(Annotation dataset entries)

-*-*-

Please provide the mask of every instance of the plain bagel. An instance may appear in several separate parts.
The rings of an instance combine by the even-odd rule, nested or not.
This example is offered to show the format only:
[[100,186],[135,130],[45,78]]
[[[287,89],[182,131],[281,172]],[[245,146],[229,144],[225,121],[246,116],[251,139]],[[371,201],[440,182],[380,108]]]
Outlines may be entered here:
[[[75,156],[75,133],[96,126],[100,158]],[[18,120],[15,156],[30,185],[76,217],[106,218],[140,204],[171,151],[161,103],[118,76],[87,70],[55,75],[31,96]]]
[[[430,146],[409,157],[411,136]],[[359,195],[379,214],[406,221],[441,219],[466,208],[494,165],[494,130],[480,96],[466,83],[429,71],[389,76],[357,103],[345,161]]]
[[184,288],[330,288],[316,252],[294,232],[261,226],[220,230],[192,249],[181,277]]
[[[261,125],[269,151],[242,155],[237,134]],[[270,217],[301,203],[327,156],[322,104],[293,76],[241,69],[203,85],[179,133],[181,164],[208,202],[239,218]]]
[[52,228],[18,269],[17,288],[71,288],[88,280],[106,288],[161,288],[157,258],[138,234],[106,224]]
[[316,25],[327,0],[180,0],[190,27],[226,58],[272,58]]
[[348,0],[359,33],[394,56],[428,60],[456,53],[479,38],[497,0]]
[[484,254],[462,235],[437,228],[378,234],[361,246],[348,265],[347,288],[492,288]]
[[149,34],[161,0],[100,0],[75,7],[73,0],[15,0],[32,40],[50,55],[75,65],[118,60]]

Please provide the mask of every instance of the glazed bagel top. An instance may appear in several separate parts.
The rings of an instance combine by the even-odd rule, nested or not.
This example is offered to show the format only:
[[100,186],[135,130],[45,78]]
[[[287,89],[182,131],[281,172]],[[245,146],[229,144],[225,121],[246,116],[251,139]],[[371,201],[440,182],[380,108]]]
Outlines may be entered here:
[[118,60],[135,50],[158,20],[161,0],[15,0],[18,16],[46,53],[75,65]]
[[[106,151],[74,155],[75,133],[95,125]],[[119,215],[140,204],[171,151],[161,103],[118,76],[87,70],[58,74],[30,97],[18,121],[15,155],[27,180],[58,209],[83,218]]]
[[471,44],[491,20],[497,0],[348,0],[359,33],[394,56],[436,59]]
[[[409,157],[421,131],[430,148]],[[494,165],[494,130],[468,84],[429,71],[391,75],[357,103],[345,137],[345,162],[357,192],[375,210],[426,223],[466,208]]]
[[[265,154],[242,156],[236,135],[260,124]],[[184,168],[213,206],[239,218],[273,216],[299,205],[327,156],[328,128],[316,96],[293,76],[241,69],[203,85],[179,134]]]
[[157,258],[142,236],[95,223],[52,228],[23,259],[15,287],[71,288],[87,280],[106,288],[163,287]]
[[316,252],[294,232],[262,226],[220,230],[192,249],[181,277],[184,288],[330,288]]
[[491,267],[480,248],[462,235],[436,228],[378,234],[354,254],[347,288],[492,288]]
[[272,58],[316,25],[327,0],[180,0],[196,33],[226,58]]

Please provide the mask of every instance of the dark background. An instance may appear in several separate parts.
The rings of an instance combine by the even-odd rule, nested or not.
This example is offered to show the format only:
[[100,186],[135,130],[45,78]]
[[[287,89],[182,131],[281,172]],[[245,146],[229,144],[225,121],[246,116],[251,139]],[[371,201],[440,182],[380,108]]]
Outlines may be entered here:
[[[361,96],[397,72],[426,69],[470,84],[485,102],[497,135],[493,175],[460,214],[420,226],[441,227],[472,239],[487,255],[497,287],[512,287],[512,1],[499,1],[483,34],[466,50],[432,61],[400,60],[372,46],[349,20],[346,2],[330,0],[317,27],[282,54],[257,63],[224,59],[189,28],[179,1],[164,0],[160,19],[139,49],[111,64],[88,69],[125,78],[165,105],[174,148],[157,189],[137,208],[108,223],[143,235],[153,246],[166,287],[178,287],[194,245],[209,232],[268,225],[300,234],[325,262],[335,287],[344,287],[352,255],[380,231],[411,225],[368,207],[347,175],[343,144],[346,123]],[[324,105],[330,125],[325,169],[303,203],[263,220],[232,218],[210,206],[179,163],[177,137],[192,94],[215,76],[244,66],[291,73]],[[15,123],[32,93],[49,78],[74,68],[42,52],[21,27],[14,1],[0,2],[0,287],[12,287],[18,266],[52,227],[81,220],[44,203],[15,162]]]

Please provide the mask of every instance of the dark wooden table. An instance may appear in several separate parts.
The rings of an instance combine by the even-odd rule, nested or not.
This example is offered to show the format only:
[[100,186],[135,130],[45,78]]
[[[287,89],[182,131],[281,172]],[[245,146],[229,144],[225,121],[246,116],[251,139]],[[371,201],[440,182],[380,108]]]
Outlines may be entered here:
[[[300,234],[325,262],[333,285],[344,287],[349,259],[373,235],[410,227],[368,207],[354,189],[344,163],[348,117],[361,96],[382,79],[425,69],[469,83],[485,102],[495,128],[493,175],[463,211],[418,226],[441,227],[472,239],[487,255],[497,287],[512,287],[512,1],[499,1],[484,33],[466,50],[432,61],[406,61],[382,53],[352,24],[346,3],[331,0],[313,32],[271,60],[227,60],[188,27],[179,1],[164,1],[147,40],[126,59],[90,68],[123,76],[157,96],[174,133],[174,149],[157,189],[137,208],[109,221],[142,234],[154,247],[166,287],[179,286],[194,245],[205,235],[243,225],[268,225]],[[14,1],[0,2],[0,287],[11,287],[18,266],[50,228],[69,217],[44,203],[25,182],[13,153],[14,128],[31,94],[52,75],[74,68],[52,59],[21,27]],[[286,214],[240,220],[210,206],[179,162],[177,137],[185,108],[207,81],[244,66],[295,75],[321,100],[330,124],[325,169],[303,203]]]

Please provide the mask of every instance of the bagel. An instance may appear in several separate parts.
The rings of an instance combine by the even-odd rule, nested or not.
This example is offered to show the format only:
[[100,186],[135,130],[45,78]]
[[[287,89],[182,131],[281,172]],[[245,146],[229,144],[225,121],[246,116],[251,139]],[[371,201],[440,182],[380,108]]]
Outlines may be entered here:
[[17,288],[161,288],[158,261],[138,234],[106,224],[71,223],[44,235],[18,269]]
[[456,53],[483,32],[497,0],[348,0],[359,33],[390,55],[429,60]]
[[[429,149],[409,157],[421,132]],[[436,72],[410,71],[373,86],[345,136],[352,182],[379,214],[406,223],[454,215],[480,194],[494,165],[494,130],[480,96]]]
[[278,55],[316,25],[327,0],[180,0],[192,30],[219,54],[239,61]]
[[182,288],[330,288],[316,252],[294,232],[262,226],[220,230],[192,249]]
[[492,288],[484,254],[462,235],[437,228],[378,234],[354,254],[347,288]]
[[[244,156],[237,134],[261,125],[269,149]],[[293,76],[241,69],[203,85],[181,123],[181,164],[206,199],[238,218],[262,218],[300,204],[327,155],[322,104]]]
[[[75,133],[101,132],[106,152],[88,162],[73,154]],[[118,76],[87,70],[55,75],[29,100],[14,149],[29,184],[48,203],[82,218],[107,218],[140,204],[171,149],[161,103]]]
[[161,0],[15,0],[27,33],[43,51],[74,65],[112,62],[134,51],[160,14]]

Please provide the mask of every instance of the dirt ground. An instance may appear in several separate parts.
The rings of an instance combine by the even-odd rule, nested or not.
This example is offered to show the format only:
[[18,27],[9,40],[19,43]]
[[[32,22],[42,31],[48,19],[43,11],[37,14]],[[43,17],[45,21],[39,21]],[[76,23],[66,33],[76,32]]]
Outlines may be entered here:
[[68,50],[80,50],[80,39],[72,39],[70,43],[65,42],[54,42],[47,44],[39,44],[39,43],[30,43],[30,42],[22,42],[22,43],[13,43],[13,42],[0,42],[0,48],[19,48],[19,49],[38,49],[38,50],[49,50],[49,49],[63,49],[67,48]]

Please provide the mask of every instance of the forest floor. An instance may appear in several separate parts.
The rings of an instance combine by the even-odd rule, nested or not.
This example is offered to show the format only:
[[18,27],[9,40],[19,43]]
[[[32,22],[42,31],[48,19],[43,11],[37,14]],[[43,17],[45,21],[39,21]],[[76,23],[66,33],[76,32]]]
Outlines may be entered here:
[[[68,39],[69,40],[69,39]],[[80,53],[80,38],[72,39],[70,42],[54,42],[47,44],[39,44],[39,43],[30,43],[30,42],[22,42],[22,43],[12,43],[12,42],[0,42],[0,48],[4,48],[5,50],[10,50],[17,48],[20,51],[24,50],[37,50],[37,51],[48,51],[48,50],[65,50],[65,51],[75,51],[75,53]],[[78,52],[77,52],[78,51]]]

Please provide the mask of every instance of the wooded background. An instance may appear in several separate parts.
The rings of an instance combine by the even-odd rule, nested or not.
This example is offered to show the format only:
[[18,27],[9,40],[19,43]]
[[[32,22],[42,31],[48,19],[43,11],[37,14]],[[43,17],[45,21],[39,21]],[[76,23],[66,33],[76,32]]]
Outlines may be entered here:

-*-*-

▶ What is being asked
Set down exactly what runs from the line with "Please provide the mask of every instance of the dirt" to the last line of the data above, including both of those lines and no others.

▶ Response
Please provide the mask of every instance of the dirt ground. An instance may appear in several separate parts.
The rings of an instance combine by the even-odd rule, nested or not.
This example is offered to show the format only:
[[18,27],[9,40],[19,43]]
[[[32,22],[42,31],[48,19],[43,11],[37,14]],[[43,17],[45,21],[39,21]],[[76,23],[66,33],[76,32]]]
Outlines may be entered here:
[[68,50],[80,50],[80,39],[72,39],[70,43],[65,42],[54,42],[47,44],[39,44],[39,43],[30,43],[30,42],[22,42],[22,43],[13,43],[13,42],[0,42],[0,48],[19,48],[19,49],[38,49],[38,50],[49,50],[49,49],[63,49],[67,48]]

Please provide the mask of every instance of the forest floor. An instance may appear in several separate parts.
The rings of an instance combine by the even-odd rule, nested or not.
This example is offered to show the format only:
[[18,27],[9,40],[19,43]]
[[[32,22],[42,31],[48,19],[43,11],[37,14]],[[43,17],[45,21],[39,21]],[[76,23],[66,33],[76,32]]]
Outlines may be entered here:
[[[68,39],[69,40],[69,39]],[[80,53],[80,38],[72,39],[70,42],[54,42],[47,44],[39,44],[39,43],[30,43],[30,42],[22,42],[22,43],[12,43],[12,42],[0,42],[0,48],[4,48],[5,50],[10,50],[17,48],[20,51],[24,50],[37,50],[37,51],[48,51],[48,50],[65,50],[65,51],[75,51],[75,53]],[[78,52],[77,52],[78,51]]]

Please provide the mask of every instance of the wooded background. An instance may appear in several separate parts.
The rings of an instance combine by the even-odd rule, nested or not.
This example is offered to show the format only:
[[18,27],[9,40],[19,43]]
[[[32,22],[42,31],[48,19],[43,11],[37,14]],[[43,17],[45,21],[39,21]],[[76,23],[66,33],[76,32]]]
Outlines may be entered here:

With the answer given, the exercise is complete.